- _WHAT THIS TASK INVOLVES_:
Pull out every line in the entries below that contains the string "boundary".

- _RECORD LIST_:
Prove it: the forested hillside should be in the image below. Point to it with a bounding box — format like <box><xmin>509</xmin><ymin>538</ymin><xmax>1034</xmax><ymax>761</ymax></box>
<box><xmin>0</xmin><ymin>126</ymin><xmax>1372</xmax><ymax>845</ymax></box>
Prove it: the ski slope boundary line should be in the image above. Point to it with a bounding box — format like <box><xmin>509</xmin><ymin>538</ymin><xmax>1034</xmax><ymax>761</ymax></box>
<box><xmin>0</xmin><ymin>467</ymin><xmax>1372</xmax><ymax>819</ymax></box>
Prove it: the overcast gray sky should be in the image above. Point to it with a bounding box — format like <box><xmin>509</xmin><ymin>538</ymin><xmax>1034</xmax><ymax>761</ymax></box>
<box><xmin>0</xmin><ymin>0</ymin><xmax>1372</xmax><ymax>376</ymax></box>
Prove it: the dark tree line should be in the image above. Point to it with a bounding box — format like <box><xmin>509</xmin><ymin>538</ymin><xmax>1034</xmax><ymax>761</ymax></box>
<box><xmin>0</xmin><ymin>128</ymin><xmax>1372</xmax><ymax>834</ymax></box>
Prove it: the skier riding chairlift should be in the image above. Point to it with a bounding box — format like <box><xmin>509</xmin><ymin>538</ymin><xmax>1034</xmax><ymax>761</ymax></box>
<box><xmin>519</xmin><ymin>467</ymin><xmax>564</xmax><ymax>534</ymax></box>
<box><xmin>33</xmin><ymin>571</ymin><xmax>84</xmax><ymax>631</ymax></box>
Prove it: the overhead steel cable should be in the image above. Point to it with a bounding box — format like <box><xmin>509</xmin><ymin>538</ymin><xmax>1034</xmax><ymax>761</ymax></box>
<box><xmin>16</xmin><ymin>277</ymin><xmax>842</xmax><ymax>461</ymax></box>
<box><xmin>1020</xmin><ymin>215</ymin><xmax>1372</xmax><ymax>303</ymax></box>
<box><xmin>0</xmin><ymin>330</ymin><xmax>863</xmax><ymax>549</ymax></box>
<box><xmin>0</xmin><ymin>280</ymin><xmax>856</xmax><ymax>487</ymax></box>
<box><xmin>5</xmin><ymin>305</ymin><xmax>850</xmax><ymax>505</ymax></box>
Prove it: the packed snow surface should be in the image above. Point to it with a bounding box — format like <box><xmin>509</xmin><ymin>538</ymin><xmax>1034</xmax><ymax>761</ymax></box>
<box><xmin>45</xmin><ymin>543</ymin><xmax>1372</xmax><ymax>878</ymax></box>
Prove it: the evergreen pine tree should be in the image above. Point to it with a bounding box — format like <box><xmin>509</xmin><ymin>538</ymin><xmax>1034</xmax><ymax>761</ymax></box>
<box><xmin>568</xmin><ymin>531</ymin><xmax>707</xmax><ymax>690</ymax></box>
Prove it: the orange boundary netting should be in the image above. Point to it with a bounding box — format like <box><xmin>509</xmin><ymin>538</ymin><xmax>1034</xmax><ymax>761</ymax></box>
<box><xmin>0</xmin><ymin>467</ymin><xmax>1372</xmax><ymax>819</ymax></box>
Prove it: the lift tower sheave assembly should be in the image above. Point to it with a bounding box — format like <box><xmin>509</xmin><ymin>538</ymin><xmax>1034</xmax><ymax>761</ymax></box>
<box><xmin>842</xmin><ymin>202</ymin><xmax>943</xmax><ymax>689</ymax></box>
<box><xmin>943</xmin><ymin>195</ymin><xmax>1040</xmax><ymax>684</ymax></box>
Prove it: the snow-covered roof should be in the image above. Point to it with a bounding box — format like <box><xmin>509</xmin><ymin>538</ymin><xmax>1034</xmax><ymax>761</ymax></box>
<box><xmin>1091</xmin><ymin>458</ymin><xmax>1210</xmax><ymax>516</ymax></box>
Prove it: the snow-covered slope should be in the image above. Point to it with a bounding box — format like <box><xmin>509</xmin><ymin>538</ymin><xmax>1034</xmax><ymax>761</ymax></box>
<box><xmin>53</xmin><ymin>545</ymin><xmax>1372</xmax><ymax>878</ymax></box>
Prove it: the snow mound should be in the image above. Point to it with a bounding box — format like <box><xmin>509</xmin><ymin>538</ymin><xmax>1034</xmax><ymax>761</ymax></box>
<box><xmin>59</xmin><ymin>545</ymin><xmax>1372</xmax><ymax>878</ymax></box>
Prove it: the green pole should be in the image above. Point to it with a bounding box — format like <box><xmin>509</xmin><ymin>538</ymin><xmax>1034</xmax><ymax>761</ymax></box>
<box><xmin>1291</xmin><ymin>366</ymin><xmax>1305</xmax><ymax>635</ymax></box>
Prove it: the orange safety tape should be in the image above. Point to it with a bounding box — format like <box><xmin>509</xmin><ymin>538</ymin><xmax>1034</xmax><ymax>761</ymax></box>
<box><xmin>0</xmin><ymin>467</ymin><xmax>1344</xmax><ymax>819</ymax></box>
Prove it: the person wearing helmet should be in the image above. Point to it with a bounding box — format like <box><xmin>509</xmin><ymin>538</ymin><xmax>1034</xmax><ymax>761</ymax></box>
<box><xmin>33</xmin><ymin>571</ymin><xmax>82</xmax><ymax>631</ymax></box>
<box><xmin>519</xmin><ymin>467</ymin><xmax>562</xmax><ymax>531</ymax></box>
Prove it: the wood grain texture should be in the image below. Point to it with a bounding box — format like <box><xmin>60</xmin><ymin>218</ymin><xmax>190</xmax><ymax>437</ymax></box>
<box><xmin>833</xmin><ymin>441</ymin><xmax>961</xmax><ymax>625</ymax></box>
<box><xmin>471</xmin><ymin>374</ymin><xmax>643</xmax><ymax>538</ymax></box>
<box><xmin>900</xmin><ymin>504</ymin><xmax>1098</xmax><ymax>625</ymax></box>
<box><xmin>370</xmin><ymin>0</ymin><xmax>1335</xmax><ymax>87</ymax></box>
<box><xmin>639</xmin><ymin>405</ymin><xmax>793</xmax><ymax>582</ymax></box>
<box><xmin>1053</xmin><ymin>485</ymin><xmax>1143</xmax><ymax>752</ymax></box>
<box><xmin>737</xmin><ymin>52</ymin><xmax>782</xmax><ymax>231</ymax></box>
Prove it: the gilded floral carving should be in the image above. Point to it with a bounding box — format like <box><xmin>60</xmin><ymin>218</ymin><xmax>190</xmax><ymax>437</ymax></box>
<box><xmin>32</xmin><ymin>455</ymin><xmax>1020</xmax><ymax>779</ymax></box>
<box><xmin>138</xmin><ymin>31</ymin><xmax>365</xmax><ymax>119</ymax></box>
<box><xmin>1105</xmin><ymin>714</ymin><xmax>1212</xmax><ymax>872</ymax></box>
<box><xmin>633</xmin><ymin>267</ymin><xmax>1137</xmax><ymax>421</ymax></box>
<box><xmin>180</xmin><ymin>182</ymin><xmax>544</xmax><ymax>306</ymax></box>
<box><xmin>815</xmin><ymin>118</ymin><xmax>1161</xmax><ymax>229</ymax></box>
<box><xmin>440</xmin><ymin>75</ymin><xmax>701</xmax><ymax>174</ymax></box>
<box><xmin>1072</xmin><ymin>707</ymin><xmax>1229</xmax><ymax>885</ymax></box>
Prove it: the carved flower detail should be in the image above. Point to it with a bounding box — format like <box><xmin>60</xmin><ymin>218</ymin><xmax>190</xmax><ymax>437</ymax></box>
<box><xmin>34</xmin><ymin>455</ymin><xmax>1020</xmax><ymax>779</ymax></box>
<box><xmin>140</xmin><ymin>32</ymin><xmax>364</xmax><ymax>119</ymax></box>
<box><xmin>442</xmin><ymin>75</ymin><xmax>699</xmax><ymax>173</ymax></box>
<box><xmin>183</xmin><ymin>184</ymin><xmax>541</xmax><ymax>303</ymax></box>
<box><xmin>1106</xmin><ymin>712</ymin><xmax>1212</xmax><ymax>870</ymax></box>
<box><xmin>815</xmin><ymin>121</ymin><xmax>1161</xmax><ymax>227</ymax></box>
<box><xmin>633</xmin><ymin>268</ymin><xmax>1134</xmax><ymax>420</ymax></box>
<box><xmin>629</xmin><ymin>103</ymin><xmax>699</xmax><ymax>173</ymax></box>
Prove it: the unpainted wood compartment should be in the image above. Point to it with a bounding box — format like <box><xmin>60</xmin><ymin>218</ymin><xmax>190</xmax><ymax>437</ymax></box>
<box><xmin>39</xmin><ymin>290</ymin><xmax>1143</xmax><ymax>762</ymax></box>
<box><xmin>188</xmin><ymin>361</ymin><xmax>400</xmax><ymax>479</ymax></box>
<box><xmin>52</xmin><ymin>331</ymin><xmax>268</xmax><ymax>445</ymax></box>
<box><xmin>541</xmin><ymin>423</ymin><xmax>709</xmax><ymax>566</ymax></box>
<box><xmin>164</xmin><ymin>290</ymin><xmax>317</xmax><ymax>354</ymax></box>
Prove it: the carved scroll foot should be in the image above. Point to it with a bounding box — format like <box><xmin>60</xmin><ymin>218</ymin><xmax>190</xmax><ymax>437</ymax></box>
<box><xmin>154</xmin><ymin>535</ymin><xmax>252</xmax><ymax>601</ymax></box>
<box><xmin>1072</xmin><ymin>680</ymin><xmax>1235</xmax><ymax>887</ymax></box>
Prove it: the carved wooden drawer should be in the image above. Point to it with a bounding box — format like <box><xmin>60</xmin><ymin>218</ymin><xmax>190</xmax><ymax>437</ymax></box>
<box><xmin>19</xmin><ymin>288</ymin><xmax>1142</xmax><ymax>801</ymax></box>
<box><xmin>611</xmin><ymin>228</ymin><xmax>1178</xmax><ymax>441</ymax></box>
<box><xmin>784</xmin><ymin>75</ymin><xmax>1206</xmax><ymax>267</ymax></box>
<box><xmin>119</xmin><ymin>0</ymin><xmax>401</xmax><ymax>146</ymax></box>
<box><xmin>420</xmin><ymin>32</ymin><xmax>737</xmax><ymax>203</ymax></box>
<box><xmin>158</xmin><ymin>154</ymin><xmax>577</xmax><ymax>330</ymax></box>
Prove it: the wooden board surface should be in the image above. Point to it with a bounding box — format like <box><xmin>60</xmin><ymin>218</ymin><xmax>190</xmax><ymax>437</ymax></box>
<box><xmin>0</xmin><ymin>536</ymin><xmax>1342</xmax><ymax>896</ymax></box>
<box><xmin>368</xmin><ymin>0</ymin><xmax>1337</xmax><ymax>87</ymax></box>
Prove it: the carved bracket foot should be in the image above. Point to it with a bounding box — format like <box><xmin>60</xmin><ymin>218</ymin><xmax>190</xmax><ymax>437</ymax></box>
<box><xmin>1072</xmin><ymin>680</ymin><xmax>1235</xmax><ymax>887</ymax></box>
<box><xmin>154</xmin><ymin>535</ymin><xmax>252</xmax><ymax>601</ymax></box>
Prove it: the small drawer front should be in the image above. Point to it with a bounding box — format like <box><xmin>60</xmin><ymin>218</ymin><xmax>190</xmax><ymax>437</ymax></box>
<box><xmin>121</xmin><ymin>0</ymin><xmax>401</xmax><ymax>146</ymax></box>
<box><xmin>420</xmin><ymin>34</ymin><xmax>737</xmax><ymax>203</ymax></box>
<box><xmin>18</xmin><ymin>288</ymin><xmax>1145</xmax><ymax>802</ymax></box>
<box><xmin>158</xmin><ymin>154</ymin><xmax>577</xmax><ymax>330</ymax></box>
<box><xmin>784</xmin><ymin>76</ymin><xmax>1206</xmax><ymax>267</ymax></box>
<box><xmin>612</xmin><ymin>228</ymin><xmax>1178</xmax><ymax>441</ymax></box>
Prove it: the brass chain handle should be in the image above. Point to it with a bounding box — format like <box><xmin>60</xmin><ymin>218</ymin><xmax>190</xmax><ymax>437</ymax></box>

- _ANSWER TO THIS EXERCISE_:
Prove it: the ski slope boundary line should be in the image above. Point to it with a bounding box — format like <box><xmin>509</xmin><ymin>538</ymin><xmax>1034</xmax><ymax>761</ymax></box>
Prove it: the orange boundary netting should be in the image above. Point to it with a bounding box — format like <box><xmin>509</xmin><ymin>538</ymin><xmax>1034</xmax><ymax>761</ymax></box>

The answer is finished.